WHAT IS EXPECTED -> Reproduce word for word the stretch of the Hitchhiker's Guide movie review from "Imagine being a" through "the Galaxy (2005).".

TEXT PROVIDED ->
Imagine being a floppy Englishman who wakes one morning to find his house ready to be demolished by a wrecking crew. Imagine, a scant few minutes later, your best friend pulling you down to the pub—then telling you the world will end in 11 minutes. So begins the movie adaptation of Douglas Adams’ insanely popular book, The Hitchhiker’s Guide to the Galaxy (2005).

Arthur Dent (Freeman) is said floppy Englishman. His best friend, Ford Prefect (Def), convinces him to go to their local, where he informs Arthur that he is, in fact, an alien from another planet—and the world will be ending shortly. On cue, a huge spaceship arrives and announces that the Earth will be destroyed to make way for an intergalactic bypass. Arthur and Ford hitch a ride on the spacecraft and so begin their adventures through the galaxy.

Anyone who has seen Martin Freeman in The Office knows that he was the ideal choice to play Arthur Dent. He has that appealing Everyman quality perfectly suited for the role. In fact, the casting for the entire movie is spot-on, most notably Stephen Fry as the voice of the Guide. He gives Adams’ prose just the right amount of classy charm and whimsy. Another no-brainer is the casting of Alan Rickman as the voice of Marvin, the paranoid android. He captures the character’s condescending, depressive nature – think Eeyore mixed with C3PO. More interesting, unconventional choices were the casting of Mos Def as Ford Prefect and Sam Rockwell as Zaphod Beeblebrox, the President of the Galaxy.

DATA LISTING ->
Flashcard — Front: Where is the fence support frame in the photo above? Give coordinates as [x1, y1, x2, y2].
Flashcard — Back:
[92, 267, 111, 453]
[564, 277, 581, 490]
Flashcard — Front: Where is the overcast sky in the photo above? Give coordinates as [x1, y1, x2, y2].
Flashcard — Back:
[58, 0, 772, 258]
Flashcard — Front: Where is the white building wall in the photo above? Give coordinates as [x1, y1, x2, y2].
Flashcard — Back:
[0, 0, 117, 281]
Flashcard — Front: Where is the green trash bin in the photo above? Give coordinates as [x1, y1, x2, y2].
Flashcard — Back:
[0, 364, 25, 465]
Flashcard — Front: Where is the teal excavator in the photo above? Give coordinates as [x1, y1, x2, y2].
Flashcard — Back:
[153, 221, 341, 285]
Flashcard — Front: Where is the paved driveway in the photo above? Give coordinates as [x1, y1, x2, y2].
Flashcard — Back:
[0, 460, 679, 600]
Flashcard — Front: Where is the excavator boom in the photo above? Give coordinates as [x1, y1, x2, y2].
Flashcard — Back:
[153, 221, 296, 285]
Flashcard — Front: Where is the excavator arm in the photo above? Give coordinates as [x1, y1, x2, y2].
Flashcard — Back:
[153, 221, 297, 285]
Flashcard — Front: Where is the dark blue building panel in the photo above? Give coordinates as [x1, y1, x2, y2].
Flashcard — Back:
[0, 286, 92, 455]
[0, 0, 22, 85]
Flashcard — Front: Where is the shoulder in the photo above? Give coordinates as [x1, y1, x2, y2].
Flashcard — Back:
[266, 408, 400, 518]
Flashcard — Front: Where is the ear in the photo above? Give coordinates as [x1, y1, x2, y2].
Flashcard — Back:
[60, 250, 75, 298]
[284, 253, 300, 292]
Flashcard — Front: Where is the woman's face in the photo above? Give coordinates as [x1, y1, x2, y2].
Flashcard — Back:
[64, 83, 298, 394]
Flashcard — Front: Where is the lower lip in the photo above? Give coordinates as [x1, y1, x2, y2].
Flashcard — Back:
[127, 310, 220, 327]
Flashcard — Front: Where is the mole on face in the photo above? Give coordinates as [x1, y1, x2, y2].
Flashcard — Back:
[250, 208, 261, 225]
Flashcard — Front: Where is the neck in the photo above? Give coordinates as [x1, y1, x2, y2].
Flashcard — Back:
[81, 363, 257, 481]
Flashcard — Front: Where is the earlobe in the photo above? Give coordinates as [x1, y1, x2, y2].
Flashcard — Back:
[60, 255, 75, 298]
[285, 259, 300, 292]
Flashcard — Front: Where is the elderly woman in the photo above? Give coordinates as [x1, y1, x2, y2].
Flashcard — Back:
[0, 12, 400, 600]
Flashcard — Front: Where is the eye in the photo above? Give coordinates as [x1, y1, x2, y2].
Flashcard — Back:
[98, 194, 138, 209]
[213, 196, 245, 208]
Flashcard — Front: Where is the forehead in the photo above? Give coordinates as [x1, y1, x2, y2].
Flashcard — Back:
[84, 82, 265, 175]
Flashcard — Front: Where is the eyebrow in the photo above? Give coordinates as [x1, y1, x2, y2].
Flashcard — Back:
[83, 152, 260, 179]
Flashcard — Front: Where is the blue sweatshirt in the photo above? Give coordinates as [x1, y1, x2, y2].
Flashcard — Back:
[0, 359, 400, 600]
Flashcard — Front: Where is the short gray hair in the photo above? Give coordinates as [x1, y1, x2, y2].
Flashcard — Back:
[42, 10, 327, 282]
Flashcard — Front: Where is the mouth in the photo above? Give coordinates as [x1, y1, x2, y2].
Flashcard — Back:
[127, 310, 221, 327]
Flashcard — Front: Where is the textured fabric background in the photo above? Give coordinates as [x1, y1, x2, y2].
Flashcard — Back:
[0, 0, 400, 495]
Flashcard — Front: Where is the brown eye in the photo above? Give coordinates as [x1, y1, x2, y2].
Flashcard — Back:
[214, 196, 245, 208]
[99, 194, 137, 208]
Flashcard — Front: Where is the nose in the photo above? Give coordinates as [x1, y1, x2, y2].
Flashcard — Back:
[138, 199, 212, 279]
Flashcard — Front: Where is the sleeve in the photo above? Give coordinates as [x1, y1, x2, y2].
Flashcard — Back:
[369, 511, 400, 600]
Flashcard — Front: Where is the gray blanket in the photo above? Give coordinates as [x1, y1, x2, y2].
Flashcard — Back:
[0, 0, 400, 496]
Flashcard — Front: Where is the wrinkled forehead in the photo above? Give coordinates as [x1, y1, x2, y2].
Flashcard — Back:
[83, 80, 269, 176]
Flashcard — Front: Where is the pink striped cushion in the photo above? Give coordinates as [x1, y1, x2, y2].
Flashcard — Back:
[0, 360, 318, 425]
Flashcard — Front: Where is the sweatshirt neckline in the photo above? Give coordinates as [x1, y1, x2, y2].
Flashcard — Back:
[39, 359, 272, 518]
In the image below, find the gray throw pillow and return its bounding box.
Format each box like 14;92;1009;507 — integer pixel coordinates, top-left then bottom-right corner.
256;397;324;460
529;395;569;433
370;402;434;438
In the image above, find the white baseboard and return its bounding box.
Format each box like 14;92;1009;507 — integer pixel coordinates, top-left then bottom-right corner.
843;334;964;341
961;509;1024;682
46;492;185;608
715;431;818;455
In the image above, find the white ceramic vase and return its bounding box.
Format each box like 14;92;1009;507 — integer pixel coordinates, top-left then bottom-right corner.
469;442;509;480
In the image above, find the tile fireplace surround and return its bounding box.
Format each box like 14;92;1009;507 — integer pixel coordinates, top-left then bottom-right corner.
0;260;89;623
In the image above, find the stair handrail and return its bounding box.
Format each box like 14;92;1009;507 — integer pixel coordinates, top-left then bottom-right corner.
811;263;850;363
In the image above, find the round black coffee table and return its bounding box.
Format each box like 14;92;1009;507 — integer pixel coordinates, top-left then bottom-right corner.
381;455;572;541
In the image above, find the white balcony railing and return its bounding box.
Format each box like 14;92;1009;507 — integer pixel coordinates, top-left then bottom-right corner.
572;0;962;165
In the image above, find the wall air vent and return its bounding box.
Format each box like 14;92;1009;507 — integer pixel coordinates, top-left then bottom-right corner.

TASK ANSWER ->
Imagine being a floppy Englishman who wakes one morning to find his house ready to be demolished by a wrecking crew. Imagine, a scant few minutes later, your best friend pulling you down to the pub—then telling you the world will end in 11 minutes. So begins the movie adaptation of Douglas Adams’ insanely popular book, The Hitchhiker’s Guide to the Galaxy (2005).